**Assignment**
Give back an exact copy of the lines in the records below, from the line that has "Target: blurred background player" through the line that has "the red and", and nothing besides.

Referring expression pointing data
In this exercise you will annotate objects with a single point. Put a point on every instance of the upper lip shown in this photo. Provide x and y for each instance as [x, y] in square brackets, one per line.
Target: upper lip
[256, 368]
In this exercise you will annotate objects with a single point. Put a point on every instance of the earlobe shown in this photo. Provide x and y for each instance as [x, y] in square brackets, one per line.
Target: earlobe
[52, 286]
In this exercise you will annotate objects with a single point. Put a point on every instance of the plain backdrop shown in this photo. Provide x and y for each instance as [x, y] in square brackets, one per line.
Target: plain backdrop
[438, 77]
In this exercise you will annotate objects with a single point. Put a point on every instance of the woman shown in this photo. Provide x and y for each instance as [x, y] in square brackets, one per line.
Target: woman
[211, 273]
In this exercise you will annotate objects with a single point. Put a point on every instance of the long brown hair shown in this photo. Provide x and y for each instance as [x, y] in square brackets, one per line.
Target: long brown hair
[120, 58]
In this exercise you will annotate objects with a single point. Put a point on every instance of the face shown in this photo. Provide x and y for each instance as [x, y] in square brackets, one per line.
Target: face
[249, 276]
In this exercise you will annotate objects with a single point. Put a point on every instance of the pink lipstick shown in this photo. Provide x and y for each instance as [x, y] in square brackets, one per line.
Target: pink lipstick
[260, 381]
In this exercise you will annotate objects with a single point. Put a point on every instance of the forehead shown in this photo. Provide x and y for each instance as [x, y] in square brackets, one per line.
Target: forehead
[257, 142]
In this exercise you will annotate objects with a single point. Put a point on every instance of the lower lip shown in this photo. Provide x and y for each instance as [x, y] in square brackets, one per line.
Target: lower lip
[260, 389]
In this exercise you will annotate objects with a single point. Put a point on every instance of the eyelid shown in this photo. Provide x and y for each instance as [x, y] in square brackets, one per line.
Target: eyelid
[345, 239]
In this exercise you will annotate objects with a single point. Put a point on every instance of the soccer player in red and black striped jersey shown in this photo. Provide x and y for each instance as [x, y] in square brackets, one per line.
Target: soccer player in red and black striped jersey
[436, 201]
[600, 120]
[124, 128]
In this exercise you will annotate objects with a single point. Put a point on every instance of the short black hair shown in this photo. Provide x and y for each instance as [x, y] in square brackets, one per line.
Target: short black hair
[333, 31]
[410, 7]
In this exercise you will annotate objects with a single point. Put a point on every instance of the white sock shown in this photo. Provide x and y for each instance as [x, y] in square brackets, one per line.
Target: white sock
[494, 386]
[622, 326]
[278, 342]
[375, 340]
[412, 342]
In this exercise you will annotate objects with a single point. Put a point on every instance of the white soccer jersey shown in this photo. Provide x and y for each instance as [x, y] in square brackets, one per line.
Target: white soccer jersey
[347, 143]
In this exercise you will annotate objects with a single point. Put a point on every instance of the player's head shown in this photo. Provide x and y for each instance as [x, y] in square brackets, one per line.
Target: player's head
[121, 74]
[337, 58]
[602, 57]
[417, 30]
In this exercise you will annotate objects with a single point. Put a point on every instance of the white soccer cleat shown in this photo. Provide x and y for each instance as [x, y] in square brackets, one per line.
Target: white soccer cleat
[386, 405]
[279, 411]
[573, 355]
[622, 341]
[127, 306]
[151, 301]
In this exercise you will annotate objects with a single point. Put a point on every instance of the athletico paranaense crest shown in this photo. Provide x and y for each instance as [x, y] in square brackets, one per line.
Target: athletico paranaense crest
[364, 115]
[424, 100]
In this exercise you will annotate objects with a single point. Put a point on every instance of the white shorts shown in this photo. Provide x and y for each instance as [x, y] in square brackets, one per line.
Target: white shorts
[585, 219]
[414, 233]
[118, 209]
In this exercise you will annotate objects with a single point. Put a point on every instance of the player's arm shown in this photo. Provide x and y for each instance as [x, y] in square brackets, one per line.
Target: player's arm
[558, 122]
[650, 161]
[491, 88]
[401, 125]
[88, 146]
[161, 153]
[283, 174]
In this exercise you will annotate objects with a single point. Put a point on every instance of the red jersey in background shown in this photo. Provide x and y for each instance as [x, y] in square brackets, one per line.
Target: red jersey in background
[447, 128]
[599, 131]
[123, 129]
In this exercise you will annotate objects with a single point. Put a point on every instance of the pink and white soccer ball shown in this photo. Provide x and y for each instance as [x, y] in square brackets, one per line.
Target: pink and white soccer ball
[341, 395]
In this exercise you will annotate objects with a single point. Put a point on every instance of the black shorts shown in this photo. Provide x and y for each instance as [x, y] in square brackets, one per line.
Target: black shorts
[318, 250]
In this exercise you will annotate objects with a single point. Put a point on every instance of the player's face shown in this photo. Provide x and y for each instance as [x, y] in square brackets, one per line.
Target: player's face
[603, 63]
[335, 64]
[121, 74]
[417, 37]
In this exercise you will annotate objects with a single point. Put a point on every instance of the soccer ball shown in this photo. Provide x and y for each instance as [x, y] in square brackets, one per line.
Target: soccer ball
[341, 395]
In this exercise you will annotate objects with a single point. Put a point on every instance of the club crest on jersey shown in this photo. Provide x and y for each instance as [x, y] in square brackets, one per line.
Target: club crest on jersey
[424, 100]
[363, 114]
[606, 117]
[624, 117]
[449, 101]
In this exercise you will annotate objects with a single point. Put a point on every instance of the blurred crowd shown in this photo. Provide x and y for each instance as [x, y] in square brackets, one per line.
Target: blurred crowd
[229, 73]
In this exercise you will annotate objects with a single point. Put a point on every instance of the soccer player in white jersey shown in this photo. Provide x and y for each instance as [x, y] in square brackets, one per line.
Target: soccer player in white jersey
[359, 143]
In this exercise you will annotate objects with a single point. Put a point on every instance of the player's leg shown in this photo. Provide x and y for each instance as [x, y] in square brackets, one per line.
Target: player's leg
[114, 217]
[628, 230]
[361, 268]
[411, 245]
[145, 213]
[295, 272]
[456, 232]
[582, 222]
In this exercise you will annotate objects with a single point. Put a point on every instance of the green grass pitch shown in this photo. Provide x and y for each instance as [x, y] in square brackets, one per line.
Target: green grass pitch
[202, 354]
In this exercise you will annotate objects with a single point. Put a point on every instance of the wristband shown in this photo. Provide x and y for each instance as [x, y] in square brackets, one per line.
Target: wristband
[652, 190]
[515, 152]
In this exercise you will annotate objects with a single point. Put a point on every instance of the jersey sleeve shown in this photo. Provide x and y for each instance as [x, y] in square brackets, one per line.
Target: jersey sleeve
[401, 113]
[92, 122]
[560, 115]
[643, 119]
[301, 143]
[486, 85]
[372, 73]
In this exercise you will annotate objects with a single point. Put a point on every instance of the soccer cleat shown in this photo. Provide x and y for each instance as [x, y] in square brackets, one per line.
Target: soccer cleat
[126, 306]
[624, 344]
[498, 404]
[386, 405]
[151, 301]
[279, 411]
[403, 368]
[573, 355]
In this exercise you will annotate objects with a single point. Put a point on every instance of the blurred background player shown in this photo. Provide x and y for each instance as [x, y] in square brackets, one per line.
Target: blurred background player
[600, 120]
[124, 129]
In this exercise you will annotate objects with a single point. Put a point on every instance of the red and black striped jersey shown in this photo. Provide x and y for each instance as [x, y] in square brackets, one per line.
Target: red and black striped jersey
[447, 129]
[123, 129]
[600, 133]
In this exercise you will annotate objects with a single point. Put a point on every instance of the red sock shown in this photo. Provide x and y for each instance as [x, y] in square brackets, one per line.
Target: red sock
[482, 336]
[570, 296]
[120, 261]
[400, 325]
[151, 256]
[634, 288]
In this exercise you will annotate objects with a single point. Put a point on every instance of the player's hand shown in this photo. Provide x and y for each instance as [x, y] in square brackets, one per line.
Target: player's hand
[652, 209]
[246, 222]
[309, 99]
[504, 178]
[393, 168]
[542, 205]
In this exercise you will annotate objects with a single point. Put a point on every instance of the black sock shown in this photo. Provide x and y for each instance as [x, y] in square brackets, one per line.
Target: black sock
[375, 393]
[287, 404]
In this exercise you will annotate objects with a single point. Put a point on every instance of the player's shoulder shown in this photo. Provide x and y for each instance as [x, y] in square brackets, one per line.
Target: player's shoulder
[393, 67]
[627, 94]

**Answer to the exercise**
Target: blurred background player
[600, 120]
[124, 129]
In this exercise you will annotate objects with a single point. Put a point on every instance of the red and black striped jersey shown in this photo. Provide x and y for each instance as [x, y] in square brackets, one per line.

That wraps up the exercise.